[BEGIN]

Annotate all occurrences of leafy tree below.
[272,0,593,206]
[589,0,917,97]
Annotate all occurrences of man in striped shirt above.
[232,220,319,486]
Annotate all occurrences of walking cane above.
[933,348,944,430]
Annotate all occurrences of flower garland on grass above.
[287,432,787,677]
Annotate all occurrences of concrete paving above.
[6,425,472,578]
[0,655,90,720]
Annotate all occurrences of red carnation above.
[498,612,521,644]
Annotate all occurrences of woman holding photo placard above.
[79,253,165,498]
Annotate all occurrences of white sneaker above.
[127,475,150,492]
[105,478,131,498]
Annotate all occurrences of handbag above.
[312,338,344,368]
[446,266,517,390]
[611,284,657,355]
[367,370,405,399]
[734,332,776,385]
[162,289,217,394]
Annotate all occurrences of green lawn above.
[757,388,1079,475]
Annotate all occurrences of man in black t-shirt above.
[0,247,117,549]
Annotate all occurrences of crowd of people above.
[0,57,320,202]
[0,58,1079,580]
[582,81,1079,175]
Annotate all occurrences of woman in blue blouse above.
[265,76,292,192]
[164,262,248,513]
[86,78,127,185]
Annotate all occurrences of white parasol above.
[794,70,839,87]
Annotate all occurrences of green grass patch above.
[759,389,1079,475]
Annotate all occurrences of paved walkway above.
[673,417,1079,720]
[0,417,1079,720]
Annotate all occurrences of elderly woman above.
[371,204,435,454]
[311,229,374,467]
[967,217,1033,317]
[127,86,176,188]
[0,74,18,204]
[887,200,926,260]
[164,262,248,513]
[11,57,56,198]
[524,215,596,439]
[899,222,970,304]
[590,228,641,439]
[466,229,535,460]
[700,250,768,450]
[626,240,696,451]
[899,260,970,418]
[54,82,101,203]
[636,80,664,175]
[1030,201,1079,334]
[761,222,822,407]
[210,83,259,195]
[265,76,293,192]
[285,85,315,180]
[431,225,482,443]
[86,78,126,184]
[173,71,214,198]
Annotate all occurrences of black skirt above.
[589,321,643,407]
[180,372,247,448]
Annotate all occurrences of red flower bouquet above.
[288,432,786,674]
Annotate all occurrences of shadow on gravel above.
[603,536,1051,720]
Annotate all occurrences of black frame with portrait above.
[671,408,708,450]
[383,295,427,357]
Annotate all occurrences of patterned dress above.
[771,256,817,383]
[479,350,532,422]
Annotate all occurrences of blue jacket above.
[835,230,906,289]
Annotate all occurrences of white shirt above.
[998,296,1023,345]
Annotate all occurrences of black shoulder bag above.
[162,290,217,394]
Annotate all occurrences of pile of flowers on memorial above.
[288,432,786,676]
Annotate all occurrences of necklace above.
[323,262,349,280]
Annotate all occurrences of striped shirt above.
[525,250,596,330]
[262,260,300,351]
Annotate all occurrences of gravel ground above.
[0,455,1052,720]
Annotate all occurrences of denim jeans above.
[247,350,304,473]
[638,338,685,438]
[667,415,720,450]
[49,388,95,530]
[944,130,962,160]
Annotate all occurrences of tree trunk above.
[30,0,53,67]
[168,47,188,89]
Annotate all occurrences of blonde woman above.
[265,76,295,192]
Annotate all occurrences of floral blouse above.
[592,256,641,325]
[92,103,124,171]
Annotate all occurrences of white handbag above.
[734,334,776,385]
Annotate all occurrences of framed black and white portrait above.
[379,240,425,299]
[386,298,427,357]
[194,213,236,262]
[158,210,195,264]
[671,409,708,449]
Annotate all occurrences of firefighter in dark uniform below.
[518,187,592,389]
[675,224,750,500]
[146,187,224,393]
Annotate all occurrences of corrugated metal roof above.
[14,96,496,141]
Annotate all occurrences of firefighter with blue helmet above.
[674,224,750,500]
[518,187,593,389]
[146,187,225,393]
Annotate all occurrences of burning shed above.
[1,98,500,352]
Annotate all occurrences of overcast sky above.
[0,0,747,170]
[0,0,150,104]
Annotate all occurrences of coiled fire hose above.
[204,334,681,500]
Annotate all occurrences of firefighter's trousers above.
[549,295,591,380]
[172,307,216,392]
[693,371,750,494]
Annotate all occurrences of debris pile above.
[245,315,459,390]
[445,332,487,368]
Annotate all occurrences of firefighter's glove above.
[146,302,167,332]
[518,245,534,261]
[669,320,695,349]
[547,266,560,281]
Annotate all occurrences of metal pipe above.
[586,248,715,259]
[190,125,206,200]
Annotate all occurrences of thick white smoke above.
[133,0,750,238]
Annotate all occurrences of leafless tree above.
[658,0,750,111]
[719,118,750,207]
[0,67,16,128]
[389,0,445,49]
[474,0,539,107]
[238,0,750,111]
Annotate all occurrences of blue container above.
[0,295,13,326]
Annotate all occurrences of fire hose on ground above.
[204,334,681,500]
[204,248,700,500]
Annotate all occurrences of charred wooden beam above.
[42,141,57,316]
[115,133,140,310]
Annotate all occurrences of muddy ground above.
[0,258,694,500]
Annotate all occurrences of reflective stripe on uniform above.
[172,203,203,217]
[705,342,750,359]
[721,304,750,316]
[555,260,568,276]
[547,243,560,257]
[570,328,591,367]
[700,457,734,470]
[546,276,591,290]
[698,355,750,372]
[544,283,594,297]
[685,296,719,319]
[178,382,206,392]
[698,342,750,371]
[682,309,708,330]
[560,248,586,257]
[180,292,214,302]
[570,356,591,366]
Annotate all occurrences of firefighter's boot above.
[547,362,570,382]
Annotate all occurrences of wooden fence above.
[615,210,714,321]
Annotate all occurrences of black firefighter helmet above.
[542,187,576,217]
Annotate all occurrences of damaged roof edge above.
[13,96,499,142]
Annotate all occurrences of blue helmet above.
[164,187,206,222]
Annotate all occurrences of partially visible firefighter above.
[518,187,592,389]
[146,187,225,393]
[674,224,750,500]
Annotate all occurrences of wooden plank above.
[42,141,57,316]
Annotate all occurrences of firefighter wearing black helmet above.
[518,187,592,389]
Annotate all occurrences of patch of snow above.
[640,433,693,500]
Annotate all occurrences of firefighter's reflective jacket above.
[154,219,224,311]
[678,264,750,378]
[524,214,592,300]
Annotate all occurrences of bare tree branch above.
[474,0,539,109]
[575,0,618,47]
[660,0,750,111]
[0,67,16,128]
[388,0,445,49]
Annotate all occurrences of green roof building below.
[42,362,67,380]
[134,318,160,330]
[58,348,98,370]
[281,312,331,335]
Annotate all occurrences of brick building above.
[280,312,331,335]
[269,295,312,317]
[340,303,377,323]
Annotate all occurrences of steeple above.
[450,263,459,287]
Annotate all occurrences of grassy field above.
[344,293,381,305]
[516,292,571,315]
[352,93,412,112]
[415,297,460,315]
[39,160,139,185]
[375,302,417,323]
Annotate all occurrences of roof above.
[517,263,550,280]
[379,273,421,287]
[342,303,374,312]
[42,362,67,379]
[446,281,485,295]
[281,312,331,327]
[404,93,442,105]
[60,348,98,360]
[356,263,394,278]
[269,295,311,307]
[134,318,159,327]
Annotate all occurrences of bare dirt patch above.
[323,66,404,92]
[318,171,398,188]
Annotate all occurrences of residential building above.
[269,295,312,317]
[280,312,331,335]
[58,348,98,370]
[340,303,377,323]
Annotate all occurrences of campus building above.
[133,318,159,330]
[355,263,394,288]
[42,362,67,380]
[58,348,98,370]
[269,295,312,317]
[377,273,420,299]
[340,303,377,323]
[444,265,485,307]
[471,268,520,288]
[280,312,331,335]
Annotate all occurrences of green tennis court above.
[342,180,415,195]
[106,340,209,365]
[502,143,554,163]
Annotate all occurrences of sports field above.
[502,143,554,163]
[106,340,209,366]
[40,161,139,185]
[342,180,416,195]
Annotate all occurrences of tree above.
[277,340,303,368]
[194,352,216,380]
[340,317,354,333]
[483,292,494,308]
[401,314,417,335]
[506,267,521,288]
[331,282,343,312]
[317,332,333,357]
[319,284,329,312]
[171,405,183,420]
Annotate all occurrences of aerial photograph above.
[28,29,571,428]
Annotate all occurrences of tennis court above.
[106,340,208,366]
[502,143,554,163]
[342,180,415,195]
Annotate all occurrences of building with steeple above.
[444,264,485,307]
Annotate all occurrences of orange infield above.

[END]

Rewrite the stretch from the line containing "Annotate all occurrences of red flower" through the line containing "[14,96,496,141]", swapping "portrait" for "photograph" and leaving everything else as it is.

Annotate all occurrences of red flower bouquet above.
[288,432,786,674]
Annotate all occurrences of shadow on gravel above.
[603,536,1051,720]
Annotate all occurrences of black frame with photograph above.
[671,408,708,450]
[383,295,427,357]
Annotate all occurrences of patterned dress above.
[771,256,817,383]
[479,350,532,422]
Annotate all occurrences of blue jacket above.
[835,230,906,289]
Annotate all occurrences of white shirt above.
[998,296,1023,345]
Annotate all occurrences of black shoulder bag above.
[162,290,217,394]
Annotate all occurrences of pile of flowers on memorial above.
[288,432,786,676]
Annotate all occurrences of necklace above.
[323,262,349,280]
Annotate all occurrences of striped shirt above.
[525,250,596,330]
[262,260,300,351]
Annotate all occurrences of gravel ground above.
[0,455,1052,720]
Annotate all occurrences of denim jeans above.
[247,350,304,473]
[638,338,685,438]
[667,415,720,450]
[49,388,95,530]
[944,130,962,160]
Annotate all occurrences of tree trunk above.
[30,0,53,67]
[168,47,188,89]
Annotate all occurrences of blonde woman above.
[265,76,295,192]
Annotate all occurrences of floral blouse above.
[592,256,641,325]
[92,103,124,171]
Annotate all occurrences of white handbag above.
[734,334,776,385]
Annotate all occurrences of framed black and white photograph above.
[379,240,425,299]
[386,298,427,357]
[194,213,236,262]
[158,210,195,264]
[671,409,708,449]
Annotate all occurrences of firefighter in dark uniform below.
[518,187,592,389]
[675,224,750,500]
[146,187,224,393]
Annotate all occurrences of corrugated metal roof above.
[14,96,496,141]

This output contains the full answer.